▸ **RECORDS**
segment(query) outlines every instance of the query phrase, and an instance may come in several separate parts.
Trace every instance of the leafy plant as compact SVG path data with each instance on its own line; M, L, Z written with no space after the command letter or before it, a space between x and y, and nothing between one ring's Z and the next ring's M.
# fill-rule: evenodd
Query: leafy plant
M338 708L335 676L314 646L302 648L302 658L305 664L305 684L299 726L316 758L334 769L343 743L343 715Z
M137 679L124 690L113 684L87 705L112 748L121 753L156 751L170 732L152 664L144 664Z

▸ **PROBLEM DESCRIPTION**
Please give the lines above as a JSON list of strings, one string per line, with blank lines left out.

▸ **RESULT**
[
  "segment(query) outlines every instance of the query phrase, and an instance may come in several separate parts.",
  "Trace every instance of the leafy plant as compact SVG path data with each instance on its own line; M, L, Z written with no space after the command letter or before it, a space between x and y, and nothing between one ring's Z and the next ring's M.",
  "# fill-rule: evenodd",
  "Query: leafy plant",
  "M338 708L335 676L314 646L302 648L302 658L305 664L305 684L299 726L316 758L334 769L343 743L343 715Z",
  "M137 679L124 690L113 684L87 705L112 748L121 753L156 751L170 732L152 664L144 664Z"
]